* **Task to carry out**
As the answer, set down the lines below from the one containing "Concept: shirt collar" through the one containing "Concept: dark denim jeans", exactly and inclusively, and no others.

Saved entries:

○ ○ ○ ○

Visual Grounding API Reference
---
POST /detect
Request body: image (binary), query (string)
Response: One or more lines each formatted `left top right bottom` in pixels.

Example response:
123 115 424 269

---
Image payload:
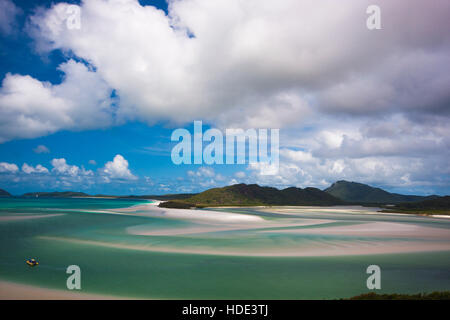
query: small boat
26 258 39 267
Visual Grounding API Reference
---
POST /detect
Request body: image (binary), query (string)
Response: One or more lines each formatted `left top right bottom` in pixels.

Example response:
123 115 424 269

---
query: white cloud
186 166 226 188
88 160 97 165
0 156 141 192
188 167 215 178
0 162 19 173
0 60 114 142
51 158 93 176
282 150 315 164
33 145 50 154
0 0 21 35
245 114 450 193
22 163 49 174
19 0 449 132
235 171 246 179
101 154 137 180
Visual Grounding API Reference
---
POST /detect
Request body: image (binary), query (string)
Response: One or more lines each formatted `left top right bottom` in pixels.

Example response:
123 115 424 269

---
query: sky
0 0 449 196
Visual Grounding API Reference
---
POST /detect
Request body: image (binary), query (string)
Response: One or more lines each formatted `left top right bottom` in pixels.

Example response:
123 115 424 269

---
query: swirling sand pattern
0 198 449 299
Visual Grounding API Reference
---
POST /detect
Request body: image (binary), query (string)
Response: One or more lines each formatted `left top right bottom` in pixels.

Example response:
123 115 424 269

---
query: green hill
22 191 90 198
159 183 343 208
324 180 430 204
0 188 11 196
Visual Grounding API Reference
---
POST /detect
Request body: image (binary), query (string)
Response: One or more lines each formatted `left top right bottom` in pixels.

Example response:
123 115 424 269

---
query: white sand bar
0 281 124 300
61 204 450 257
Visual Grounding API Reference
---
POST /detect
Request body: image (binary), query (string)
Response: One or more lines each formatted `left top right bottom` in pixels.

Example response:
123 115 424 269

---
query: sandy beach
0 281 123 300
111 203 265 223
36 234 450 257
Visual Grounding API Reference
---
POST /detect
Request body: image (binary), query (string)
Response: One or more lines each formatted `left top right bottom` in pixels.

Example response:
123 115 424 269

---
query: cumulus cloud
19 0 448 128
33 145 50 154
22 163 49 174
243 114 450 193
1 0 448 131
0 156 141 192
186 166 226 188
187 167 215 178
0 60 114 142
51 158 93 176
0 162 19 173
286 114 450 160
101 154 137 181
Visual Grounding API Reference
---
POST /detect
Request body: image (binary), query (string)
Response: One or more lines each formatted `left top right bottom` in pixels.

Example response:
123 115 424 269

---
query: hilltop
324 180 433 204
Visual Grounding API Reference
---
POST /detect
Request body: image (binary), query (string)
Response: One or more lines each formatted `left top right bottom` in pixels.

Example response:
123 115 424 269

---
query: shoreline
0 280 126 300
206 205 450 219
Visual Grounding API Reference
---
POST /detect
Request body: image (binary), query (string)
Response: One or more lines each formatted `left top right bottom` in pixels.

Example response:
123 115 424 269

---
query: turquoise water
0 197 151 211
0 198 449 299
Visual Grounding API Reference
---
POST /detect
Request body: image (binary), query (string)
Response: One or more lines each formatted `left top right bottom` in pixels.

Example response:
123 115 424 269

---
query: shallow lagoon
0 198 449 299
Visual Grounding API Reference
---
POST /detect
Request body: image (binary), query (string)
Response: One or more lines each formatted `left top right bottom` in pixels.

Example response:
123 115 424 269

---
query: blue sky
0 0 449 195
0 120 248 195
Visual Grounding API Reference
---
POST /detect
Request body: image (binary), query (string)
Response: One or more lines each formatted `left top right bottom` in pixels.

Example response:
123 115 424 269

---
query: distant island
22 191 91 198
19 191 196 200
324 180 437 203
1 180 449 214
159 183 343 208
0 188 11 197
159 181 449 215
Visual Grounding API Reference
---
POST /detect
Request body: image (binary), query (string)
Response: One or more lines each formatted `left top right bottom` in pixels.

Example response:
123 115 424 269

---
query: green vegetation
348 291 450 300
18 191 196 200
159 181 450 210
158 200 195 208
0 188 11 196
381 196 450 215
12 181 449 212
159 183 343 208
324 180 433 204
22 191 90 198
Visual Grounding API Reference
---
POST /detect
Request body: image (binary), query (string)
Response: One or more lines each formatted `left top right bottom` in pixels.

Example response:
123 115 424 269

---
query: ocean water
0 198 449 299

○ ○ ○ ○

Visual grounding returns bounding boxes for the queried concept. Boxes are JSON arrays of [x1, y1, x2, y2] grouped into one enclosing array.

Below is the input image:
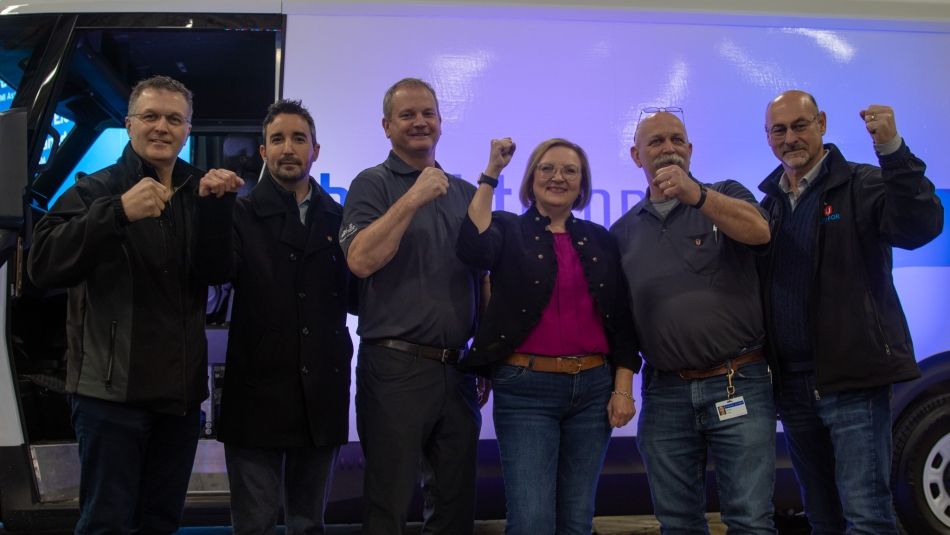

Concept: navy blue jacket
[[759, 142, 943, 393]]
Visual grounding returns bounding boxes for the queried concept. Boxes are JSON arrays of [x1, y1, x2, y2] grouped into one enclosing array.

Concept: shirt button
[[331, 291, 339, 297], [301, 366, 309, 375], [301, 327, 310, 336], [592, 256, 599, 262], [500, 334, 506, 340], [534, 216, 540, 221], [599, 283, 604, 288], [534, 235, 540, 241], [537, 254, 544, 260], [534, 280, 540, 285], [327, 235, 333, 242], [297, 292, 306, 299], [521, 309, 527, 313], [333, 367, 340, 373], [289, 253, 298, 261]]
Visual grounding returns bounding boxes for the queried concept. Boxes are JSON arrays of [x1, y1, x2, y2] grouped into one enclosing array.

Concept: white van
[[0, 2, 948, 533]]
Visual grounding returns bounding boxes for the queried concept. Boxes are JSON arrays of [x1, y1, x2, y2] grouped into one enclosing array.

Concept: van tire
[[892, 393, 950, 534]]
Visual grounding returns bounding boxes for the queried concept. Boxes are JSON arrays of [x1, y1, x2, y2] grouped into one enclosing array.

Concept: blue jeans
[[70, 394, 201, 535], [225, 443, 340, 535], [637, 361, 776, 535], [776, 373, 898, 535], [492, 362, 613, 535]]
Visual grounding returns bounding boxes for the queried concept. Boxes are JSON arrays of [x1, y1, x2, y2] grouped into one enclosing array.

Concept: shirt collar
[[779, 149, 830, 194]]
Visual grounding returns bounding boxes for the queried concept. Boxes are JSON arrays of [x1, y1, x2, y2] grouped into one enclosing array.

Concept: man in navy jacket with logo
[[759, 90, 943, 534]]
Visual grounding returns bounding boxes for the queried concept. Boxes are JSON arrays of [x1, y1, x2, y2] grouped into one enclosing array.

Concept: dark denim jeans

○ ○ ○ ○

* **Answer to this problem**
Concept: shirt collar
[[779, 149, 830, 194]]
Visual grounding returns bounding boxes for the queried concept. Boxes are JSON arrays of [x1, y1, x2, y2] grouped into one enclosing array.

Concept: man in navy jacket with logo
[[759, 90, 943, 534]]
Visual grounding returns bounding boxes for the queried concept. Boxes are JSON arrays of [x1, y1, x2, y2] grouped into one enclosing array.

Concept: dark denim jeans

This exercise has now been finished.